**Instructions to follow:** Filter the entries below, copying every line that contains the word "where", matched with case taken into account.

--- start of Entries shown ---

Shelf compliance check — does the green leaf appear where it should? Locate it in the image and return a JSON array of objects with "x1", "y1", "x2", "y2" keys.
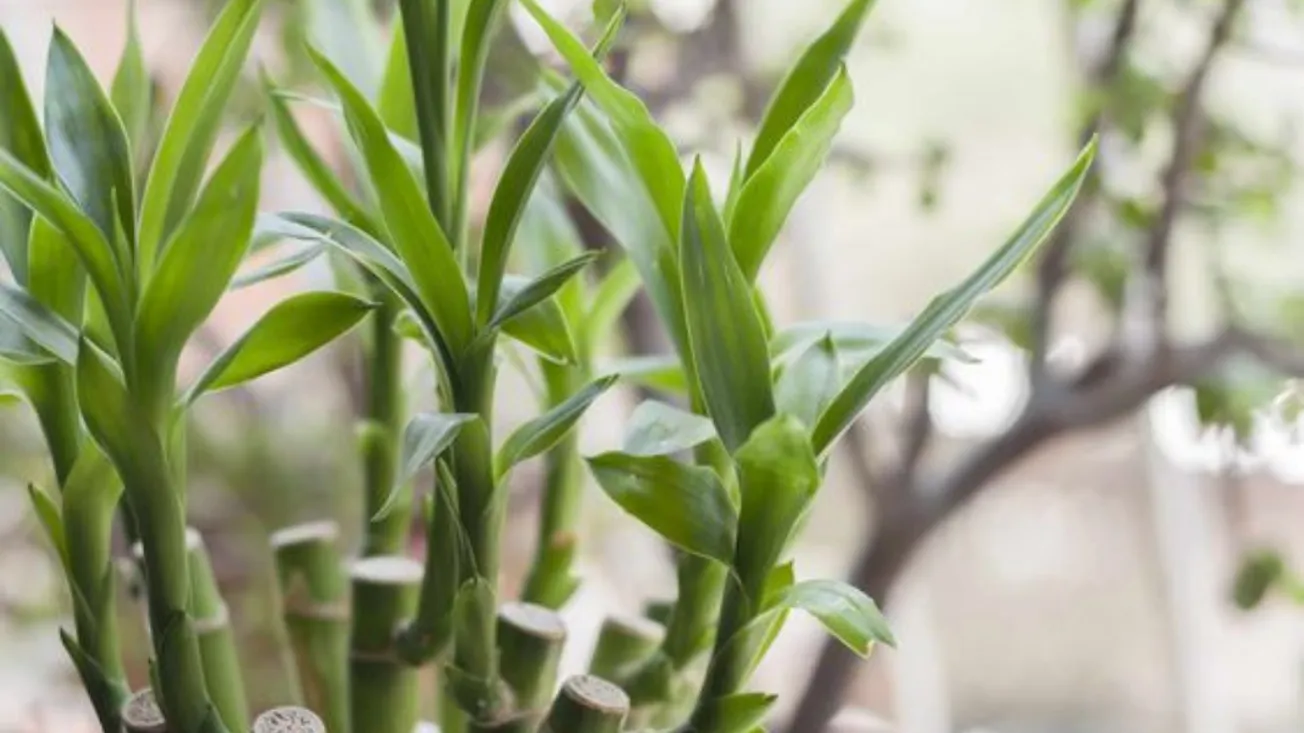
[
  {"x1": 372, "y1": 412, "x2": 477, "y2": 522},
  {"x1": 588, "y1": 453, "x2": 738, "y2": 563},
  {"x1": 136, "y1": 128, "x2": 262, "y2": 383},
  {"x1": 522, "y1": 0, "x2": 685, "y2": 232},
  {"x1": 734, "y1": 415, "x2": 820, "y2": 594},
  {"x1": 746, "y1": 0, "x2": 876, "y2": 180},
  {"x1": 27, "y1": 484, "x2": 70, "y2": 569},
  {"x1": 812, "y1": 140, "x2": 1095, "y2": 454},
  {"x1": 694, "y1": 693, "x2": 778, "y2": 733},
  {"x1": 0, "y1": 30, "x2": 50, "y2": 279},
  {"x1": 489, "y1": 252, "x2": 599, "y2": 329},
  {"x1": 679, "y1": 162, "x2": 775, "y2": 453},
  {"x1": 46, "y1": 27, "x2": 136, "y2": 247},
  {"x1": 110, "y1": 0, "x2": 154, "y2": 154},
  {"x1": 494, "y1": 377, "x2": 615, "y2": 477},
  {"x1": 776, "y1": 580, "x2": 896, "y2": 657},
  {"x1": 0, "y1": 150, "x2": 128, "y2": 327},
  {"x1": 263, "y1": 78, "x2": 379, "y2": 232},
  {"x1": 0, "y1": 283, "x2": 77, "y2": 364},
  {"x1": 313, "y1": 46, "x2": 472, "y2": 352},
  {"x1": 729, "y1": 69, "x2": 854, "y2": 282},
  {"x1": 622, "y1": 399, "x2": 716, "y2": 456},
  {"x1": 486, "y1": 275, "x2": 576, "y2": 364},
  {"x1": 185, "y1": 292, "x2": 376, "y2": 403},
  {"x1": 137, "y1": 0, "x2": 262, "y2": 269},
  {"x1": 775, "y1": 334, "x2": 842, "y2": 425}
]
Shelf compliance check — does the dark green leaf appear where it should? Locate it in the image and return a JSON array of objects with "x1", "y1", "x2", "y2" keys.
[
  {"x1": 0, "y1": 30, "x2": 50, "y2": 279},
  {"x1": 136, "y1": 128, "x2": 262, "y2": 376},
  {"x1": 734, "y1": 415, "x2": 820, "y2": 594},
  {"x1": 622, "y1": 399, "x2": 716, "y2": 456},
  {"x1": 812, "y1": 141, "x2": 1095, "y2": 454},
  {"x1": 185, "y1": 292, "x2": 376, "y2": 403},
  {"x1": 588, "y1": 453, "x2": 738, "y2": 563},
  {"x1": 746, "y1": 0, "x2": 876, "y2": 179},
  {"x1": 494, "y1": 377, "x2": 615, "y2": 476},
  {"x1": 729, "y1": 69, "x2": 853, "y2": 280},
  {"x1": 775, "y1": 334, "x2": 842, "y2": 426},
  {"x1": 679, "y1": 162, "x2": 775, "y2": 451},
  {"x1": 313, "y1": 46, "x2": 472, "y2": 352},
  {"x1": 489, "y1": 252, "x2": 599, "y2": 329},
  {"x1": 776, "y1": 580, "x2": 896, "y2": 657},
  {"x1": 0, "y1": 283, "x2": 77, "y2": 364},
  {"x1": 137, "y1": 0, "x2": 262, "y2": 268}
]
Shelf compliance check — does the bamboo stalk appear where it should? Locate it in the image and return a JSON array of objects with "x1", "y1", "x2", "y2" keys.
[
  {"x1": 588, "y1": 616, "x2": 665, "y2": 680},
  {"x1": 349, "y1": 556, "x2": 421, "y2": 733},
  {"x1": 539, "y1": 674, "x2": 630, "y2": 733},
  {"x1": 121, "y1": 687, "x2": 168, "y2": 733},
  {"x1": 253, "y1": 706, "x2": 327, "y2": 733},
  {"x1": 271, "y1": 522, "x2": 351, "y2": 733}
]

--- end of Entries shown ---

**Task output:**
Shelf compliance check — does the green leaf appear where it should? Locate it in the image and return a JSON array of objects with "x1", "y1", "x2", "y2" keys.
Shelf compliance check — does the dark green leaf appear where it should? Locate it in the image and return a JSON array of objects with "x1", "y1", "x2", "y2" keys.
Shelf compliance check — does the bamboo stalk appear where it should? Locate it in the image and return a JSON array of objects with "x1", "y1", "x2", "y2" keys.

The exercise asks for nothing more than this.